(Object location annotation data)
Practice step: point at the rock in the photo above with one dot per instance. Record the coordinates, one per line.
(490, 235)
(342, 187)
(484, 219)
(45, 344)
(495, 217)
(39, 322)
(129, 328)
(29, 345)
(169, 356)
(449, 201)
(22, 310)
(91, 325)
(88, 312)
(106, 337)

■ **What this task involves**
Copy these entries verbatim, line for line.

■ **Answer for the task**
Practice step: point at the rock in the photo above with one dot per instance. Record the coordinates, one per line.
(490, 235)
(342, 187)
(484, 219)
(45, 344)
(495, 217)
(39, 322)
(129, 328)
(29, 345)
(169, 356)
(449, 201)
(22, 310)
(91, 325)
(88, 312)
(106, 337)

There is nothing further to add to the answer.